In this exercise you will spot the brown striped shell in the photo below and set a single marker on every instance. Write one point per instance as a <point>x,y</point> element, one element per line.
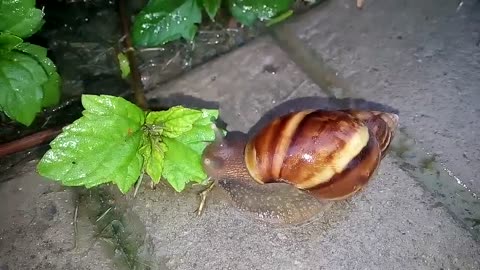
<point>330,154</point>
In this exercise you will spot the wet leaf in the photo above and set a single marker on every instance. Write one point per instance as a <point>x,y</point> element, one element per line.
<point>100,147</point>
<point>211,7</point>
<point>248,11</point>
<point>153,152</point>
<point>20,17</point>
<point>182,165</point>
<point>162,21</point>
<point>174,121</point>
<point>51,88</point>
<point>8,42</point>
<point>182,162</point>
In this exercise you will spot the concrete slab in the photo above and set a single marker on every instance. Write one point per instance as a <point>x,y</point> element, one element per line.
<point>393,224</point>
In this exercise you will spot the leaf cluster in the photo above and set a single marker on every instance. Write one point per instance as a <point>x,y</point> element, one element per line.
<point>162,21</point>
<point>116,142</point>
<point>28,78</point>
═══
=== PROBLEM DETAILS ===
Repeat exactly the lines from the one containing "In this exercise you will spot the leaf" to the end of the records.

=== ANSWER SPACE ===
In this exercise you will spot the leaf cluster in the photo above and set a single marker on every instance. Write one point per instance as a <point>x,y</point> element, one element per line.
<point>162,21</point>
<point>116,142</point>
<point>28,78</point>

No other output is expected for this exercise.